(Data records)
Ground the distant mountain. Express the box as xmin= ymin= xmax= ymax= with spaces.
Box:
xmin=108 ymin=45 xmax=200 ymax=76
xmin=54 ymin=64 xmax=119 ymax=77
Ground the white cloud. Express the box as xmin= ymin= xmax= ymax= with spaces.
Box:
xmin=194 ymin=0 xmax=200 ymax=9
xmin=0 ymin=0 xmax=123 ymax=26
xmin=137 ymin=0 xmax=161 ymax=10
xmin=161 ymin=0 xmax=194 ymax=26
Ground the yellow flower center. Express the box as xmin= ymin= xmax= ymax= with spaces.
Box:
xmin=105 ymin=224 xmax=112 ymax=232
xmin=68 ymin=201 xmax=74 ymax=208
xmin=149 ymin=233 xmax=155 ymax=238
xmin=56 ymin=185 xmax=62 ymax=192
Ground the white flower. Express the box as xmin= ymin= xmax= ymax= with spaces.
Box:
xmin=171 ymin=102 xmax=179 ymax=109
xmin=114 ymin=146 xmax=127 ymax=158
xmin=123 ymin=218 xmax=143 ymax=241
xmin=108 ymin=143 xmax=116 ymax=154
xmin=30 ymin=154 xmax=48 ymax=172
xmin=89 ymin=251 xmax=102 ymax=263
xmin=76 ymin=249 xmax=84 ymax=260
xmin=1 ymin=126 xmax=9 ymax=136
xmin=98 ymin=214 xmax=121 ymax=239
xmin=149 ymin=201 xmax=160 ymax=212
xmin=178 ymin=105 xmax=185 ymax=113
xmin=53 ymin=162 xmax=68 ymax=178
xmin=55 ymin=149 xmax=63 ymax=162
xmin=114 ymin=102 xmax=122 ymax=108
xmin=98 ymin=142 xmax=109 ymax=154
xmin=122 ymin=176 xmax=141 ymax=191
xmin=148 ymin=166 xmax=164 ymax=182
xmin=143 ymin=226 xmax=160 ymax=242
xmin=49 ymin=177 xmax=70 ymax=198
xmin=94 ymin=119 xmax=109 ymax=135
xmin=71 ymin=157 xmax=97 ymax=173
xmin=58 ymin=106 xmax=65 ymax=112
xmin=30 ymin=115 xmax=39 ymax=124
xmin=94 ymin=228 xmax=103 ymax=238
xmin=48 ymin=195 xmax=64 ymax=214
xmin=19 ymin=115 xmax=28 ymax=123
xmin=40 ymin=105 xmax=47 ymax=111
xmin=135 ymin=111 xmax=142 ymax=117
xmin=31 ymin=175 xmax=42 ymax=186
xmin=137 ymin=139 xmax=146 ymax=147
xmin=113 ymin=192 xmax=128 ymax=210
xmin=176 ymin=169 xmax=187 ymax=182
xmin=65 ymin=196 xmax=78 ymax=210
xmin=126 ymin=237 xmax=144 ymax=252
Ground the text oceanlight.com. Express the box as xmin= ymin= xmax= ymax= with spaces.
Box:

> [YOUR OBJECTIVE]
Output every line of the records above as a numbered list, skipping any blank lines.

> [SOLUTION TO THIS EXERCISE]
1. Ground the distant mountain. Express the box as xmin= ymin= xmax= ymax= with spaces.
2. Box:
3. xmin=108 ymin=45 xmax=200 ymax=76
4. xmin=54 ymin=64 xmax=119 ymax=77
5. Ground the white cloud. Express the box as xmin= ymin= xmax= ymax= with spaces.
6. Box:
7. xmin=194 ymin=0 xmax=200 ymax=9
8. xmin=0 ymin=0 xmax=123 ymax=26
9. xmin=137 ymin=0 xmax=161 ymax=10
10. xmin=161 ymin=0 xmax=194 ymax=26
11. Ground the yellow flower center. Express the box as xmin= ymin= xmax= ymax= with spaces.
12. Box:
13. xmin=105 ymin=224 xmax=112 ymax=232
14. xmin=68 ymin=201 xmax=74 ymax=208
15. xmin=149 ymin=233 xmax=155 ymax=238
16. xmin=56 ymin=185 xmax=62 ymax=192
17. Ground the white flower. Express the box as xmin= ymin= xmax= ymax= with spaces.
18. Box:
19. xmin=171 ymin=102 xmax=179 ymax=109
20. xmin=114 ymin=146 xmax=127 ymax=158
21. xmin=123 ymin=218 xmax=143 ymax=241
22. xmin=108 ymin=143 xmax=116 ymax=154
23. xmin=30 ymin=154 xmax=48 ymax=172
24. xmin=89 ymin=251 xmax=102 ymax=263
25. xmin=76 ymin=249 xmax=84 ymax=260
26. xmin=1 ymin=126 xmax=9 ymax=136
27. xmin=98 ymin=214 xmax=121 ymax=239
28. xmin=149 ymin=201 xmax=160 ymax=212
29. xmin=178 ymin=105 xmax=185 ymax=113
30. xmin=53 ymin=162 xmax=68 ymax=178
31. xmin=55 ymin=149 xmax=63 ymax=162
32. xmin=114 ymin=102 xmax=122 ymax=108
33. xmin=98 ymin=142 xmax=109 ymax=154
34. xmin=122 ymin=176 xmax=141 ymax=191
35. xmin=148 ymin=166 xmax=164 ymax=182
36. xmin=143 ymin=226 xmax=160 ymax=242
37. xmin=49 ymin=177 xmax=70 ymax=198
38. xmin=94 ymin=119 xmax=109 ymax=135
39. xmin=71 ymin=157 xmax=97 ymax=173
40. xmin=58 ymin=106 xmax=65 ymax=112
41. xmin=30 ymin=115 xmax=39 ymax=124
42. xmin=94 ymin=228 xmax=103 ymax=238
43. xmin=48 ymin=195 xmax=64 ymax=214
44. xmin=19 ymin=115 xmax=28 ymax=123
45. xmin=40 ymin=105 xmax=47 ymax=111
46. xmin=135 ymin=111 xmax=142 ymax=117
47. xmin=31 ymin=175 xmax=42 ymax=186
48. xmin=137 ymin=139 xmax=146 ymax=147
49. xmin=113 ymin=192 xmax=128 ymax=210
50. xmin=176 ymin=169 xmax=187 ymax=182
51. xmin=65 ymin=196 xmax=78 ymax=210
52. xmin=126 ymin=237 xmax=144 ymax=252
53. Ground the text oceanlight.com. Express the box as xmin= ymin= xmax= ymax= with spaces.
54. Box:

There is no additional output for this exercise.